Mais Cultura, Mais Expressão, artigo de Bruno Peron Loureiro
[EcoDebate] O governo federal do Brasil partiu de indicadores de desigualdades e exclusão (de como os brasileiros leem pouco ou raramente vão a museus, por exemplo) para elaborar a política do Mais Cultura. O Programa teve início em 4 de outubro de 2007 e reconhece a cultura como necessidade básica pelos mesmos princípios como nos alimentamos e nos vestimos.
A cultura, através do Programa mencionado, insere-se no rol de políticas sociais com a finalidade de reduzir as desigualdades e a pobreza. Gestores da cultura apropriam-se desta estratégia em políticas públicas na medida em que se ancora em âmbitos que recebem orçamentos maiores do governo, como educação e saúde. O orçamento do Mais Cultura foi de R$ 2,2 bilhões entre 2007 e 2010.

Seção de dados>
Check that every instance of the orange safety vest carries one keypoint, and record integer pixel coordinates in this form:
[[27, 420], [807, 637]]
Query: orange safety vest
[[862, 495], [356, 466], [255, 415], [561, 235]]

Instruções>
**A)** Com base no artigo sobre o programa Mais Cultura, explique por que os gestores da cultura se apropriam da estratégia de incluir a cultura entre as políticas sociais. Responda em uma a três frases.
**B)** Responda às perguntas abaixo conforme o artigo sobre o programa Mais Cultura.
(i) Em que data teve início o Programa?
(ii) Qual foi o orçamento do Mais Cultura entre 2007 e 2010?
(iii) De que indicadores partiu o governo federal para elaborar essa política?

Respostas por tarefa>
**A)** Os gestores da cultura se apropriam dessa estratégia porque ela ancora a cultura em âmbitos que recebem orçamentos maiores do governo, como educação e saúde. Assim, a cultura passa a integrar o rol de políticas sociais voltadas à redução das desigualdades e da pobreza.

**B)**
(i) Em 4 de outubro de 2007.
(ii) R$ 2,2 bilhões.
(iii) De indicadores de desigualdades e exclusão, como o fato de os brasileiros lerem pouco ou raramente irem a museus.